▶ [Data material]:
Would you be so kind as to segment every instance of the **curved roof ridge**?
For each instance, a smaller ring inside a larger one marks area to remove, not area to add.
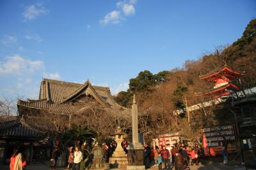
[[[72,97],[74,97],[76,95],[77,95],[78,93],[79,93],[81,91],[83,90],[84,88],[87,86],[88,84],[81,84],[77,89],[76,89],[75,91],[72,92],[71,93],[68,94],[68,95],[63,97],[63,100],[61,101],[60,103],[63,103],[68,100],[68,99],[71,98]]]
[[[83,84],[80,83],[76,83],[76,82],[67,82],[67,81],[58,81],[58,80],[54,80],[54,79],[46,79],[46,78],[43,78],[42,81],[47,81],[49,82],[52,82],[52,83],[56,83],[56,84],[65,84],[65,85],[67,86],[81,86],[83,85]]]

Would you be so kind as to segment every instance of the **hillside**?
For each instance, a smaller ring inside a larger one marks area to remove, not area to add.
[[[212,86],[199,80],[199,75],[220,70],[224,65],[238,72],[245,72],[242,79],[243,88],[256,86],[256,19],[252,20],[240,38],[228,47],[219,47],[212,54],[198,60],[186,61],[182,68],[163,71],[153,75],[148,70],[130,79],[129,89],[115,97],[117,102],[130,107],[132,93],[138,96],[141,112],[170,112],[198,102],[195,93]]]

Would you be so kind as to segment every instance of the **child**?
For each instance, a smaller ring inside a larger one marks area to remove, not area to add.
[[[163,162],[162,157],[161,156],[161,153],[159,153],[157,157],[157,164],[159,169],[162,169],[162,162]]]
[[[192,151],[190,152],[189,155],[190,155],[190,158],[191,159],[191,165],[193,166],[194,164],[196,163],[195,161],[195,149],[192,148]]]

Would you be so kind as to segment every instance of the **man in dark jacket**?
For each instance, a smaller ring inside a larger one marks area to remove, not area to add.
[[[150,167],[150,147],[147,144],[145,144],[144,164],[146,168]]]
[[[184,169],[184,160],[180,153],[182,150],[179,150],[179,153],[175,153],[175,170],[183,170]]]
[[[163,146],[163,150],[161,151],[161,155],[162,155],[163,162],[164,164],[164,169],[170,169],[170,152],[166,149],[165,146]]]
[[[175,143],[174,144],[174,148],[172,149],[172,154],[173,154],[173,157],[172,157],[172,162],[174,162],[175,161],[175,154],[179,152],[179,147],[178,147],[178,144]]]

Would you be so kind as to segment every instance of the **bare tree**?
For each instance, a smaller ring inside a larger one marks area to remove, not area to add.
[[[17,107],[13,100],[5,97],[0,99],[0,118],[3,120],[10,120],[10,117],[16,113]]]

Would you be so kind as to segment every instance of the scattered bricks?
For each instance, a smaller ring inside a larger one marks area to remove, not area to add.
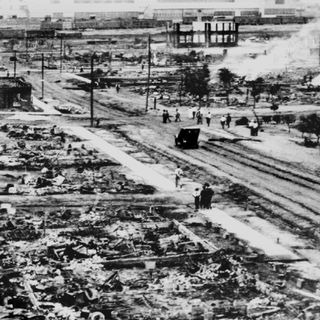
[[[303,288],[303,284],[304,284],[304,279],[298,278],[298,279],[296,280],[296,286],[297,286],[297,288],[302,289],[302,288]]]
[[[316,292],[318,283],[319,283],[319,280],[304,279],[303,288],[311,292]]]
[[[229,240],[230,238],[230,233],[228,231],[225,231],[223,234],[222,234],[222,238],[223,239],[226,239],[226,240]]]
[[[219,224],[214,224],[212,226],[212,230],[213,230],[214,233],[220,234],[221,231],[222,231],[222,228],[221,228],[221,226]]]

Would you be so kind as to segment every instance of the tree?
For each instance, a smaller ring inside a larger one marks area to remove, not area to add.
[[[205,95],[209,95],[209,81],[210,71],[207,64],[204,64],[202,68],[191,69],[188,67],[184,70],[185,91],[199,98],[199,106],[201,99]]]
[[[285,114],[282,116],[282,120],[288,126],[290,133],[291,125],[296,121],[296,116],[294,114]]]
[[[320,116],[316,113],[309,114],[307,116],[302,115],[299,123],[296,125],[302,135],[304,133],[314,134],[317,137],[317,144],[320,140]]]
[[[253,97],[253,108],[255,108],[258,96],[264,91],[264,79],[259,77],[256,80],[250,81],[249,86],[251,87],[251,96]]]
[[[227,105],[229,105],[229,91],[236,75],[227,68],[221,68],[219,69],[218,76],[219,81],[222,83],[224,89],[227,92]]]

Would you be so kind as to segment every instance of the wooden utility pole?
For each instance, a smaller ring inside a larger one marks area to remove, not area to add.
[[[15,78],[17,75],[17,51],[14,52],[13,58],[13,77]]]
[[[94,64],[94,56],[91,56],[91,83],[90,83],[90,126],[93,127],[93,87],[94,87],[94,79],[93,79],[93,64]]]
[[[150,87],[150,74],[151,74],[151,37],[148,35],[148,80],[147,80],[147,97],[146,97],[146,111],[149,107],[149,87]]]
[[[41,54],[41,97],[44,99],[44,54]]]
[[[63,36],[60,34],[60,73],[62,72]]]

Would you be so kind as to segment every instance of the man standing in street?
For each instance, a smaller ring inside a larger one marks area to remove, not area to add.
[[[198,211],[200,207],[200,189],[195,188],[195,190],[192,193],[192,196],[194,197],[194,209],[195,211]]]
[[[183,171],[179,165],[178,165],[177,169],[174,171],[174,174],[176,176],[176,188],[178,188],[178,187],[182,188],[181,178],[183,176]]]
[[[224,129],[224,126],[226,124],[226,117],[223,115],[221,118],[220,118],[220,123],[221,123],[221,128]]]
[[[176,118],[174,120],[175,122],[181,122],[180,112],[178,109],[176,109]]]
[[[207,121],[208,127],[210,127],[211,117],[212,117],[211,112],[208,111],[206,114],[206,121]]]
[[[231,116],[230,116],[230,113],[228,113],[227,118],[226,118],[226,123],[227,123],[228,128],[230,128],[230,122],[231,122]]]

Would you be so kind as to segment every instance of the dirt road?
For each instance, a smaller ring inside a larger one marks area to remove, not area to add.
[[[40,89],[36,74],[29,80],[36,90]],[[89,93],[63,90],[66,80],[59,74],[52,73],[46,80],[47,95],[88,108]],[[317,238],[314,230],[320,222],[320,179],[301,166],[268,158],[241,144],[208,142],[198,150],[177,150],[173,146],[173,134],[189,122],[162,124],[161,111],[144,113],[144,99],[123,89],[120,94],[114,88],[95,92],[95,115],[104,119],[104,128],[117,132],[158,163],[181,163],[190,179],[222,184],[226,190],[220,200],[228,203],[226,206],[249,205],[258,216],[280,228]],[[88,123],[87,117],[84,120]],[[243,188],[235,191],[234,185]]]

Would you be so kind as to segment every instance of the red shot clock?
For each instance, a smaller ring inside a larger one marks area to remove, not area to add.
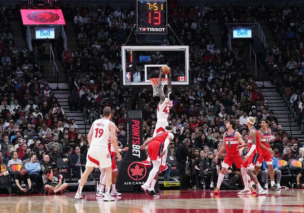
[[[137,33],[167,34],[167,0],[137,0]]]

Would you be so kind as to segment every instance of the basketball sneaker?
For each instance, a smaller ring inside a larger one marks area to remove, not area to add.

▶ [EXERCISE OBJECTIVE]: Reproduce all of the material above word for word, leaving out the pictures.

▶ [EXERCISE RESULT]:
Would you be so kind as to segment every instance of the **curved roof ridge**?
For each instance, a smaller ring inside a larger one marks area to remove, not area to add.
[[[72,97],[74,97],[76,95],[77,95],[78,93],[79,93],[81,91],[83,90],[84,88],[87,86],[88,84],[81,84],[77,89],[76,89],[75,91],[72,92],[71,93],[68,94],[68,95],[63,97],[63,100],[61,101],[60,103],[63,103],[68,100],[68,99],[71,98]]]
[[[83,84],[80,83],[76,83],[76,82],[67,82],[67,81],[58,81],[58,80],[54,80],[54,79],[46,79],[46,78],[43,78],[42,81],[47,81],[49,82],[52,82],[52,83],[56,83],[56,84],[65,84],[65,85],[67,86],[81,86],[83,85]]]

Would you be so kind as to segment every instance of the **hillside**?
For each instance, a smaller ring inside a larger one marks area to remove, not area to add.
[[[212,86],[199,80],[199,75],[220,70],[224,65],[238,72],[245,72],[242,79],[243,88],[256,86],[256,19],[252,20],[240,38],[228,47],[219,47],[212,54],[198,60],[186,61],[182,68],[163,71],[153,75],[148,70],[130,79],[129,89],[115,97],[117,102],[130,107],[132,93],[138,96],[141,112],[170,112],[198,102],[195,93]]]

Would you be so kind as to segment every instance of the **child**?
For each instance, a smaller ring inside a larger one marks area to remove, not area to add.
[[[163,162],[162,157],[161,156],[161,153],[159,153],[157,157],[157,164],[159,169],[162,169],[162,162]]]
[[[192,151],[190,152],[189,155],[190,155],[190,158],[191,159],[191,165],[193,166],[194,164],[196,163],[195,161],[195,149],[192,148]]]

Would you be so kind as to segment every instance of the **man in dark jacket**?
For each instance, a smaller ring inside a larger one marks area to remove, not area to add.
[[[150,167],[150,147],[147,144],[145,144],[144,164],[146,168]]]
[[[184,169],[184,160],[180,153],[182,150],[179,150],[179,153],[175,153],[175,170],[183,170]]]
[[[163,146],[163,150],[161,151],[161,155],[162,155],[163,162],[164,164],[164,169],[170,169],[170,152],[166,149],[165,146]]]
[[[175,143],[174,144],[174,148],[172,149],[172,154],[173,154],[173,157],[172,157],[172,162],[174,162],[175,161],[175,154],[179,152],[179,147],[178,147],[178,144]]]

Would you be so kind as to segment every instance of the **bare tree**?
For each instance, a smaller ring inside a larger one marks area to remove, not area to add.
[[[17,107],[13,100],[5,97],[0,99],[0,118],[3,120],[10,120],[10,117],[16,113]]]

Would you be so kind as to segment every instance of the scattered bricks?
For each instance, a smaller ring inside a larger one marks area to remove, not area to add.
[[[303,288],[303,284],[304,284],[304,279],[298,278],[298,279],[296,280],[296,286],[297,286],[297,288],[302,289],[302,288]]]
[[[316,292],[318,283],[319,283],[319,280],[304,279],[303,288],[311,292]]]
[[[229,240],[230,238],[230,233],[228,231],[225,231],[223,234],[222,234],[222,238],[223,239],[226,239],[226,240]]]
[[[219,224],[214,224],[212,226],[212,230],[213,230],[214,233],[220,234],[221,231],[222,231],[222,228],[221,228],[221,226]]]

Would you be so kind as to segment every instance of the tree?
For each instance, a smaller ring inside a larger one marks area to remove, not area to add.
[[[205,95],[209,95],[209,81],[210,71],[207,64],[204,64],[202,68],[191,69],[188,67],[184,70],[185,91],[199,98],[199,106],[201,99]]]
[[[285,114],[282,116],[282,120],[288,126],[290,133],[291,125],[296,121],[296,116],[294,114]]]
[[[320,116],[316,113],[309,114],[307,116],[302,115],[299,123],[296,125],[302,135],[304,133],[314,134],[317,137],[317,144],[320,140]]]
[[[253,97],[253,108],[255,108],[258,96],[264,91],[264,79],[259,77],[256,80],[250,81],[249,86],[251,87],[251,96]]]
[[[227,105],[229,105],[229,91],[236,75],[227,68],[221,68],[219,69],[218,76],[219,81],[222,83],[224,89],[227,92]]]

Would you be so kind as to segment every instance of the wooden utility pole?
For each instance, a smaller ring inside a larger one marks area to remove, not area to add.
[[[15,78],[17,75],[17,51],[14,52],[13,58],[13,77]]]
[[[94,64],[94,56],[91,56],[91,83],[90,83],[90,126],[93,127],[93,87],[94,87],[94,79],[93,79],[93,64]]]
[[[150,87],[150,74],[151,74],[151,37],[148,35],[148,80],[147,80],[147,97],[146,97],[146,111],[149,107],[149,87]]]
[[[41,54],[41,97],[44,99],[44,54]]]
[[[63,36],[60,34],[60,73],[62,72]]]

Would you be so kind as to segment every instance of the man standing in street?
For each instance, a smaller ring inside a larger one marks area to remove, not area to add.
[[[198,211],[200,207],[200,189],[195,188],[195,190],[192,193],[192,196],[194,197],[194,209],[195,211]]]
[[[183,171],[179,165],[178,165],[177,169],[174,171],[174,174],[176,176],[176,188],[178,188],[178,187],[182,188],[181,178],[183,176]]]
[[[224,129],[224,126],[226,124],[226,117],[223,115],[221,118],[220,118],[220,123],[221,123],[221,128]]]
[[[176,118],[174,120],[175,122],[181,122],[180,112],[178,109],[176,109]]]
[[[207,121],[208,127],[210,127],[211,117],[212,117],[211,112],[208,111],[206,114],[206,121]]]
[[[231,116],[230,116],[230,113],[228,113],[227,118],[226,118],[226,123],[227,123],[228,128],[230,128],[230,122],[231,122]]]

Would you be so kind as to segment every instance of the dirt road?
For each instance, a smaller ring inside a larger one marks area to remove, not area to add.
[[[40,89],[36,74],[29,80],[36,90]],[[89,93],[63,90],[66,80],[59,74],[52,73],[46,80],[47,95],[88,108]],[[317,238],[314,230],[320,222],[320,179],[301,166],[268,158],[241,144],[208,142],[198,150],[177,150],[173,146],[173,134],[189,122],[162,124],[161,111],[144,113],[144,99],[123,89],[120,94],[114,88],[95,92],[95,115],[104,119],[104,128],[117,132],[158,163],[181,163],[190,179],[222,184],[226,190],[220,200],[228,203],[226,206],[249,205],[258,216],[280,228]],[[88,123],[87,117],[84,120]],[[243,188],[235,191],[234,185]]]

Would you be so kind as to segment every instance of the red shot clock?
For each instance, a smaller ring inside a larger one marks area to remove, not area to add.
[[[137,33],[167,34],[167,0],[137,0]]]

Would you be so kind as to segment every instance of the basketball sneaker?
For each instance, a smaller ring inside a larger one marks area to remove, not area to add.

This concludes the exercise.